** BEGIN MATERIAL PROVIDED **

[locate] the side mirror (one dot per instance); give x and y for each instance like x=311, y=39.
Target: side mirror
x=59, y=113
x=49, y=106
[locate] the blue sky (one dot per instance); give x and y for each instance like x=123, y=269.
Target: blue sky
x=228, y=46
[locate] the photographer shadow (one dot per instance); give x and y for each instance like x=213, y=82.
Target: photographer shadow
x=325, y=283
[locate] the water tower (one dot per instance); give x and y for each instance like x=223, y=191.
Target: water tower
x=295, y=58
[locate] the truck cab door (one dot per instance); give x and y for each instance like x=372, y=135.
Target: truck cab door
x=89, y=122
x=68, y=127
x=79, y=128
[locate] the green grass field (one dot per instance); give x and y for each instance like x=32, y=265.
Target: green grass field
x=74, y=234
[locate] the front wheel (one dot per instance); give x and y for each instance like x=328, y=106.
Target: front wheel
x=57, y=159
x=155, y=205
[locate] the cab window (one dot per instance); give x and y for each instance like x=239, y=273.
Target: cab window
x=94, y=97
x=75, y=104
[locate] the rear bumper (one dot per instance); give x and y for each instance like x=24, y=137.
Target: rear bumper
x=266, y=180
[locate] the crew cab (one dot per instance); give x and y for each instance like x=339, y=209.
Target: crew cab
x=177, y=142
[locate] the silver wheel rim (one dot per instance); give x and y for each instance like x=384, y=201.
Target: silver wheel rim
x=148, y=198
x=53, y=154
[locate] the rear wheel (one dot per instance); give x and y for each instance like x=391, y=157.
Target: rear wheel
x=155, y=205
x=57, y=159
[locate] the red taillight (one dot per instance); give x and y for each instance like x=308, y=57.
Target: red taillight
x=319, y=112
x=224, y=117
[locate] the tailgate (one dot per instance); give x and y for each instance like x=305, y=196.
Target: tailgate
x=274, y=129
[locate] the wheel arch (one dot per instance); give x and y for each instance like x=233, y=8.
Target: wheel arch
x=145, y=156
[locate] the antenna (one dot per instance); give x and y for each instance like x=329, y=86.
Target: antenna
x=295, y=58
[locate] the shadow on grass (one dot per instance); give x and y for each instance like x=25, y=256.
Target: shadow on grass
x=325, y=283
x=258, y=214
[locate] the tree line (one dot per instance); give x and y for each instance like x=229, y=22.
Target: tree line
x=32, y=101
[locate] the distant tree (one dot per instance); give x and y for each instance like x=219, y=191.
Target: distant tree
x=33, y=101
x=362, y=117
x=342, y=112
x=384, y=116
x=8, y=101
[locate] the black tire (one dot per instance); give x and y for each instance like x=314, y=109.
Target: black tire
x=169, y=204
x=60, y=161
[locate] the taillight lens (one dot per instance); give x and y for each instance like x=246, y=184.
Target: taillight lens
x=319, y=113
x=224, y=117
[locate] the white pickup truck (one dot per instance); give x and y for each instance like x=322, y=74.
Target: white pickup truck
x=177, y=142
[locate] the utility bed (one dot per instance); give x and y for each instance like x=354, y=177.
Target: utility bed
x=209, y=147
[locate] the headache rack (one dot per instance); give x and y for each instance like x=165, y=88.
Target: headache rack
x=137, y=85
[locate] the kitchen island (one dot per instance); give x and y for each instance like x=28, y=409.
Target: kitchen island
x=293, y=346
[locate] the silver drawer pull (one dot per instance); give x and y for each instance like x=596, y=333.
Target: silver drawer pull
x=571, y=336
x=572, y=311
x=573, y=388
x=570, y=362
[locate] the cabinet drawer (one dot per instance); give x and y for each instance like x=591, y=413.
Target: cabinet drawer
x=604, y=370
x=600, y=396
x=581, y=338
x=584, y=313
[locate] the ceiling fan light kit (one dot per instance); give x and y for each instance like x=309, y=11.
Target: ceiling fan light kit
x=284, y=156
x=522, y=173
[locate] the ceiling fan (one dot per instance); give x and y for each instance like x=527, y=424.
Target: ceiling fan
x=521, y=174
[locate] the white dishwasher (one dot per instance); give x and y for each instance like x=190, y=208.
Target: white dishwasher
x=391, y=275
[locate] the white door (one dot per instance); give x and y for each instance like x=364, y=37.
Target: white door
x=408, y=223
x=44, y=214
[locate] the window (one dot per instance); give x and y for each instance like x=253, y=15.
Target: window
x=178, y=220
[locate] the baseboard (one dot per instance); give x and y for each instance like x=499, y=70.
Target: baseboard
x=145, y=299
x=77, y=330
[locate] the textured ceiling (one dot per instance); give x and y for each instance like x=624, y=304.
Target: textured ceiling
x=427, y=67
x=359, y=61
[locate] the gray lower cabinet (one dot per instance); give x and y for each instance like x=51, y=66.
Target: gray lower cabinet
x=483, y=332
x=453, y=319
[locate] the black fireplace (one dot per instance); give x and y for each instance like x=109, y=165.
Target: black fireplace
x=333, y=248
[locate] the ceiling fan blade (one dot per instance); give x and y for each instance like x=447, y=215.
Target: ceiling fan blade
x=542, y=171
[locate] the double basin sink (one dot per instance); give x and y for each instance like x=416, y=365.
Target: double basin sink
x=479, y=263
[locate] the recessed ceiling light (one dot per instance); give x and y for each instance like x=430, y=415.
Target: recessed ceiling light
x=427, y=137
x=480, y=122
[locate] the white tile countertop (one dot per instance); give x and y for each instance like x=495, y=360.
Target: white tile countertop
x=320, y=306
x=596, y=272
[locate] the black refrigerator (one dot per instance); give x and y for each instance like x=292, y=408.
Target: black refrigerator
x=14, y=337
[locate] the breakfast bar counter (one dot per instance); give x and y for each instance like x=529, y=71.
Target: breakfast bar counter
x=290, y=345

** END MATERIAL PROVIDED **

AIM OF THE EXERCISE ::
Write out all of the data above again, swapping "one dot per instance" for "a single point for each instance" everywhere it occurs and leaving every other line untouched.

TASK SOLUTION ::
[locate] the side mirror (a single point for each instance); give x and y for each instance like x=311, y=39.
Target: side mirror
x=59, y=113
x=49, y=106
[locate] the blue sky (a single point for each instance); give x and y for each instance like x=123, y=269.
Target: blue sky
x=228, y=46
[locate] the photographer shadow (a single point for each instance); give x and y for each instance like x=213, y=82.
Target: photographer shadow
x=325, y=283
[locate] the water tower (a single point for each instance); give x and y for each instance like x=223, y=191.
Target: water tower
x=295, y=58
[locate] the truck cab door (a single point for each instance); give x and y for each instance like x=372, y=135.
Target: truck cab door
x=89, y=122
x=68, y=127
x=79, y=128
[locate] the green grass field (a single point for each instance); give x and y for each instance like x=32, y=265.
Target: green grass field
x=74, y=234
[locate] the front wheel (a single point for each instance); give x and y for each instance like x=328, y=106.
Target: front wheel
x=57, y=159
x=155, y=205
[locate] the cab window (a single point for each instance); give x and y for each instance like x=239, y=273.
Target: cab window
x=94, y=97
x=75, y=104
[locate] the rear bumper (a single point for each instance); give x and y for each instance like x=24, y=137.
Target: rear bumper
x=266, y=180
[locate] the crew cab (a single point for each instance); give x and y for each instance like x=339, y=209.
Target: crew cab
x=177, y=142
[locate] the silver wheel rim (a single point for each instance); give x and y for each instance like x=384, y=201.
Target: silver wheel rim
x=148, y=198
x=53, y=154
[locate] the rear wheel (a single point for each instance); give x and y for each instance like x=391, y=157.
Target: rear wheel
x=155, y=205
x=57, y=159
[locate] the red taillight (a single point for each instance); give x and y for each instance like x=308, y=57.
Target: red taillight
x=319, y=112
x=224, y=117
[locate] the tailgate (a single point for each instance); give x and y for each instance like x=305, y=196.
Target: tailgate
x=274, y=129
[locate] the wheel arch (a single point for each instance); give x and y for each instance like x=233, y=8.
Target: wheel arch
x=145, y=156
[locate] the antenna (a single point for each instance); give x and y for each instance like x=329, y=86.
Target: antenna
x=295, y=58
[locate] the shadow on grass (a single point for each instance); give x and y for each instance like x=25, y=256.
Target: shadow on grass
x=325, y=283
x=258, y=214
[locate] the tree line (a single point for each instance); give x and y for each instance like x=229, y=22.
Target: tree line
x=32, y=101
[locate] the distant tree (a single point for each instance); give x and y for each instance like x=219, y=191.
Target: distant tree
x=33, y=101
x=362, y=117
x=342, y=112
x=384, y=116
x=8, y=101
[locate] the black tire (a single point for each instance); give x and y for each instance like x=314, y=109.
Target: black tire
x=169, y=204
x=60, y=161
[locate] the taillight lens (a single point for each instance); give x and y for each instance like x=246, y=184.
Target: taillight lens
x=319, y=113
x=224, y=117
[locate] the white pickup truck (a single point for each instance); give x and y for each instance like x=322, y=74.
Target: white pickup truck
x=177, y=142
[locate] the utility bed (a single point for each instance); give x and y for each instance like x=354, y=177.
Target: utility bed
x=209, y=147
[locate] the headache rack (a single point for each instance); give x and y for each instance like x=165, y=88.
Target: headache rack
x=137, y=85
[locate] the kitchen island (a single point for each instance); give x and y for each instance like x=28, y=409.
Target: kitchen island
x=293, y=346
[locate] the silver drawer pull (a single point for each instance); give x and y for each instance like x=596, y=333.
Target: silver drawer pull
x=571, y=336
x=572, y=311
x=573, y=388
x=570, y=362
[locate] the cabinet drawer (a single point for each instance); give x and y for each instance like x=591, y=413.
Target: cabinet drawer
x=604, y=370
x=600, y=396
x=581, y=338
x=584, y=313
[locate] the ceiling fan light kit (a single point for each instance); give x and y for each instance like x=309, y=11.
Target: ceiling fan light kit
x=284, y=156
x=522, y=173
[locate] the ceiling fan (a single point for each instance); give x and y for each instance like x=527, y=424.
Target: ceiling fan
x=521, y=174
[locate] the white dishwasher (a single point for each instance); give x and y for each instance like x=190, y=208.
Target: white dishwasher
x=391, y=275
[locate] the white door (a single point for each instance); give x and y for each instance like x=364, y=37.
Target: white door
x=408, y=223
x=44, y=214
[locate] the window (a single point for each instance); give x and y for each instance like x=253, y=15.
Target: window
x=178, y=220
[locate] the baseboard (a single point for each instance); give x and y for each instance like x=499, y=70.
Target: baseboard
x=145, y=299
x=77, y=330
[locate] the textured ceiling (a single point for each instance); give x and y for each instance like x=624, y=304.
Target: textured ceiling
x=427, y=67
x=359, y=61
[locate] the gray lower cabinet (a single point for each instance); give x and y for each instance like x=51, y=66.
Target: gray lower cabinet
x=483, y=332
x=453, y=319
[locate] the black fireplace (a single point for each instance); give x and y for each instance like x=109, y=165.
Target: black fireplace
x=333, y=248
[locate] the ceiling fan blade (a single point for each instance); give x and y for each instance like x=447, y=215.
Target: ceiling fan blade
x=542, y=171
[locate] the double basin sink (a single point for each instance); give x and y for each instance like x=416, y=365.
Target: double basin sink
x=479, y=263
[locate] the recessed ceiling light (a single point for each instance); give x and y for each instance like x=430, y=415.
Target: recessed ceiling light
x=427, y=137
x=480, y=122
[locate] the white tile countertop (a single point for each instance); give x and y for each instance like x=495, y=360.
Target: white tile countertop
x=320, y=306
x=596, y=272
[locate] the black refrigerator (a single point for each instance); give x and y for each instance like x=292, y=408.
Target: black refrigerator
x=14, y=337
[locate] the breakfast bar counter (a single point for each instance); give x and y for each instance like x=529, y=71.
Target: breakfast bar counter
x=290, y=345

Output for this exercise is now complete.